──────── Data in this exercise

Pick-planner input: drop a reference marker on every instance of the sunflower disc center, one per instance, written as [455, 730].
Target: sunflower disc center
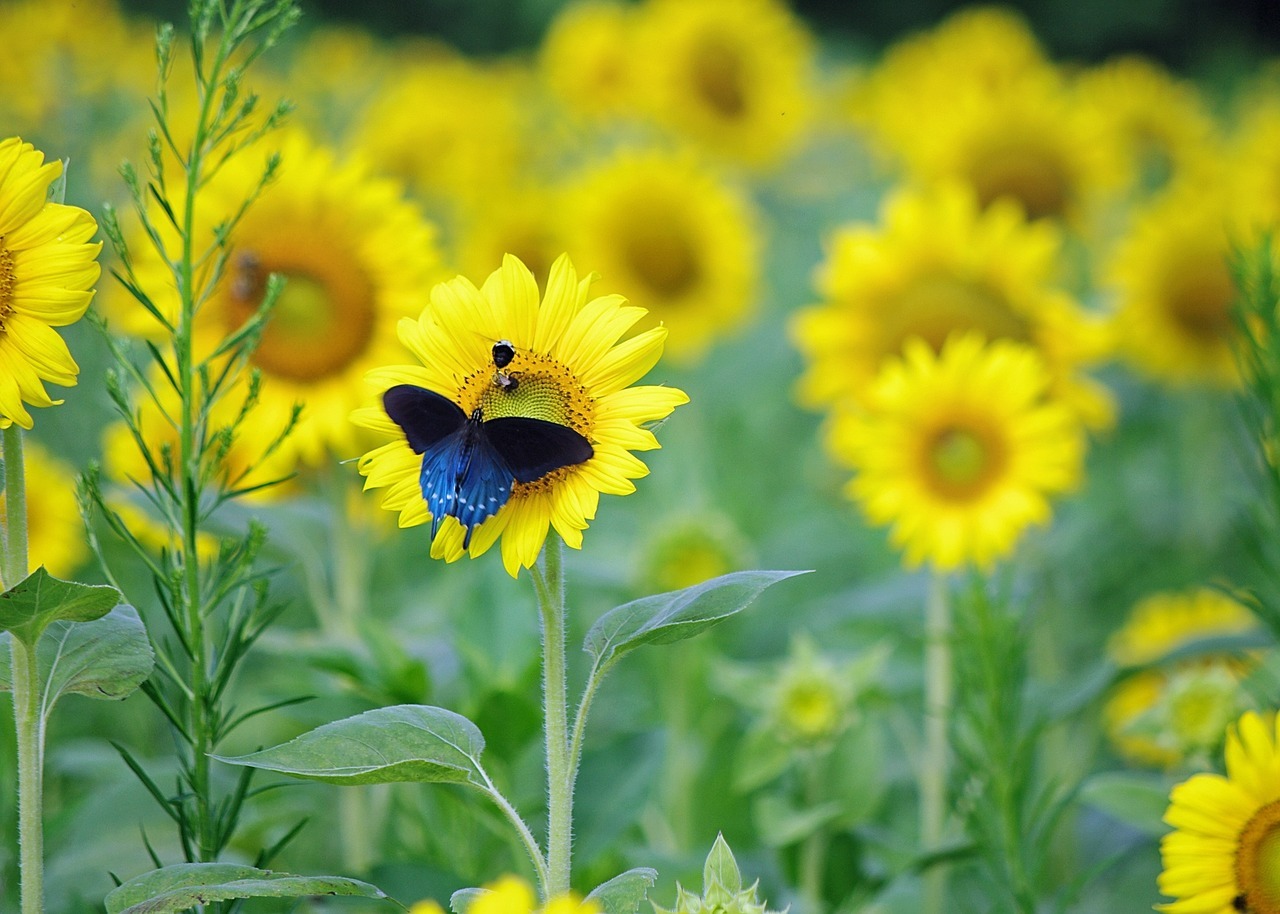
[960, 462]
[1257, 860]
[320, 324]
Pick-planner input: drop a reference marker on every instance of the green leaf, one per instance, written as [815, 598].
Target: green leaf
[106, 658]
[675, 616]
[40, 599]
[187, 885]
[407, 743]
[1134, 798]
[625, 892]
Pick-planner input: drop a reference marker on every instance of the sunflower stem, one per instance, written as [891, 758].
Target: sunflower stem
[549, 583]
[937, 712]
[28, 722]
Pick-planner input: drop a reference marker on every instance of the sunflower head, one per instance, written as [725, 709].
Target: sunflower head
[960, 451]
[562, 362]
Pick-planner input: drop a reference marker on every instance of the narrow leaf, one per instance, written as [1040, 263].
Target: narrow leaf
[106, 658]
[39, 599]
[675, 616]
[407, 743]
[625, 892]
[187, 885]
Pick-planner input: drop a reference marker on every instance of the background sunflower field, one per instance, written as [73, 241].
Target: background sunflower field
[952, 291]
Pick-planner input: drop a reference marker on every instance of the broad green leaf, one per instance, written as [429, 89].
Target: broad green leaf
[1133, 798]
[462, 899]
[40, 599]
[407, 743]
[106, 658]
[675, 616]
[187, 885]
[625, 892]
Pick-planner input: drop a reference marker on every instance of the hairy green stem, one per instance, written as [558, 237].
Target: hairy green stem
[937, 712]
[549, 583]
[28, 722]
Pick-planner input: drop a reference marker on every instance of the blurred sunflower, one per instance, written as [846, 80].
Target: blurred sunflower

────────────────

Set task » The entries above are to be returned exactly, without their pictures.

The result »
Pick-planner input: drop a reference marker on every instance of the sunflower disc center, one per instance, written as [455, 730].
Target: sunflower disc center
[960, 462]
[1257, 860]
[320, 324]
Pick-planner input: drop a reference marker on every instance of the green leaf, one per instance, written as [815, 598].
Target: green leaf
[106, 658]
[675, 616]
[40, 599]
[187, 885]
[407, 743]
[1134, 798]
[625, 892]
Pick-planner input: drop a reference marker on every instance of the sunflower stem, one per instance, written as [891, 758].
Target: sunflower stem
[549, 583]
[937, 712]
[28, 722]
Pick-planner input: drop a reference marker on every instance of the sunflower head, one per instance, written as [725, 709].
Target: sunflower head
[960, 451]
[562, 362]
Pick-planner input: drop a reference marker on every instance of the narrow leaf, one per instance, written as [1040, 263].
Target: narrow leaf
[106, 658]
[39, 599]
[675, 616]
[407, 743]
[625, 892]
[187, 885]
Pick-planner input: drop a reference marker on every instance of the background sunflower field, one per instance, written as [73, 241].
Target: background sunflower field
[952, 291]
Pick-planner input: drop a reference marker on every instance of the broad green leaf, one per instance, written as [429, 89].
Target: broad green leaf
[1133, 798]
[462, 899]
[40, 599]
[407, 743]
[106, 658]
[675, 616]
[187, 885]
[625, 892]
Pick-planner input: drop a reference marker on every instance of the hairy green stem, one per instance, written as [558, 237].
Target: hairy green stem
[937, 712]
[549, 583]
[28, 722]
Pick-planner input: drop a reference marker on every instance of the blurred sunflower, one per instance, written as [846, 80].
Target: blurred sunflower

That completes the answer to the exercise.